- _The problem_
Can you output the part of the Cancer Autophagy Group page below that starts with "Reducing FASN expression" and goes on through "to differentiation therapy.", copied word for word?

- _Page text_
━━━━━━━━━━
Cancer Autophagy Group

My research team investigates molecular mechanisms involved in the survival of acute myeloid leukemia cells (AML). Currently, we are deciphering the function of alternative splicing, the non-metabolic functions of glycolytic enzymes and autophagy recycling pathway in AML cell survival. Additional research projects address the function of autophagy in cell migration and metastasis of breast cancer cells. All these pre-clinical studies in targeted, personalized cancer therapy are conducted in close collaboration with clinical pathologists and the Translational Research Unit.

Current research projects

Unravel the functions of autophagy in breast cancer motility

Group Tschan Metastasis formation accounts for the majority of deaths from breast cancer, making it imperative to better understand the mechanisms driving the metastatic cascade in order to develop therapeutic interventions to target it. We earlier discovered an oncogenic splice variant of a transcription factor and named it DMTF1β. We now show that DMTF1β promotes invasion and tumor-initiating capacity of breast cancer cells by activating autophagy. It has also been shown that inhibition of autophagy can have undesirable effects in some cancer types and induce epithelial to mesenchymal transition (EMT), one of the early steps of metastasis. Our aim is to identify breast cancer subtypes or cellular conditions in which autophagy inhibition will decrease migration, and those in which the inhibition of autophagy will promote invasiveness.


Cancer-associated fibroblast from breast cancer patient

PU.1 and alternative splicing

Group Tschan The transcription factor PU.1 (SPI1) plays a key role in myeloid differentiation as well as in myeloid cell survival. Aberrant low PU.1 expression contributes to an immature myeloid phenotype, e.g., acute myeloid leukemia (AML). Interestingly, two studies indicate that high PU.1 protein levels were associated with alternative splicing promoted by either direct binding to splice factors or by RNA binding. Our data indicate that PU.1 controls splicing of the anti-apoptotic CFLAR (cFLIP) gene, and thereby regulates cell death during myeloid differentiation.



Schematic representation of how PU.1 might regulate splicing of the anti-apoptotic gene CFLAR

Reducing FASN expression facilitates AML differentiation

Group Tschan Apart from glycolysis and OXPHOS, lipid metabolism is frequently reprogrammed in leukemic cells to support cellular growth. Particularly, the protein important for de novo lipid synthesis, fatty acid synthase (FASN), is frequently upregulated in tumor cells. We found that high FASN expression in acute myeloid leukemia (AML) cells is associated with an immature hematopoietic phenotype. Decreasing FASN levels by RNAi or epigallocatechin-3-gallate (EGCG) treatment, but no blocking its enzymatic function, resulted in improved response of AML cells to differentiation therapy.
━━━━━━━━━━
- _Extracted information_

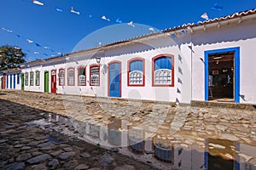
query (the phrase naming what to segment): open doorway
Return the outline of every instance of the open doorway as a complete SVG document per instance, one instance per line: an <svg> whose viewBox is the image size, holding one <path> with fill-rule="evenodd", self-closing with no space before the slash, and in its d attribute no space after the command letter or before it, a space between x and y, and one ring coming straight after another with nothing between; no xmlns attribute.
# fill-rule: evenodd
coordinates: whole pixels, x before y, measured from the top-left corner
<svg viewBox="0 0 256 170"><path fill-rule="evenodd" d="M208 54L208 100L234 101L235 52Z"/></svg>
━━━━━━━━━━
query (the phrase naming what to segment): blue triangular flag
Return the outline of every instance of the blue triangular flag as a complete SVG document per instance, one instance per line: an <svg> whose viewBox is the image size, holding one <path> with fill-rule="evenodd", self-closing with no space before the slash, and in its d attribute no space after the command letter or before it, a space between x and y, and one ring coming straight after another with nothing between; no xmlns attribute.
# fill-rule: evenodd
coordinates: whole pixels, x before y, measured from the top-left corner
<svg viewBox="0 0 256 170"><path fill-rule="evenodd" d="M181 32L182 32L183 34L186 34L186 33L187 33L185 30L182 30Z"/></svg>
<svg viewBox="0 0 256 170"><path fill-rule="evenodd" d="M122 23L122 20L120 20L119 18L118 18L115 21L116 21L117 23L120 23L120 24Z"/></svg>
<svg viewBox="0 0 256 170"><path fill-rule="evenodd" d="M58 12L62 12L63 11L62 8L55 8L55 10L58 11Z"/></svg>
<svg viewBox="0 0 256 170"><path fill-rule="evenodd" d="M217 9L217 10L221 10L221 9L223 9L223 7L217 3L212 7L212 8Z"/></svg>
━━━━━━━━━━
- _Expected output_
Reducing FASN expression facilitates AML differentiation

Group Tschan Apart from glycolysis and OXPHOS, lipid metabolism is frequently reprogrammed in leukemic cells to support cellular growth. Particularly, the protein important for de novo lipid synthesis, fatty acid synthase (FASN), is frequently upregulated in tumor cells. We found that high FASN expression in acute myeloid leukemia (AML) cells is associated with an immature hematopoietic phenotype. Decreasing FASN levels by RNAi or epigallocatechin-3-gallate (EGCG) treatment, but no blocking its enzymatic function, resulted in improved response of AML cells to differentiation therapy.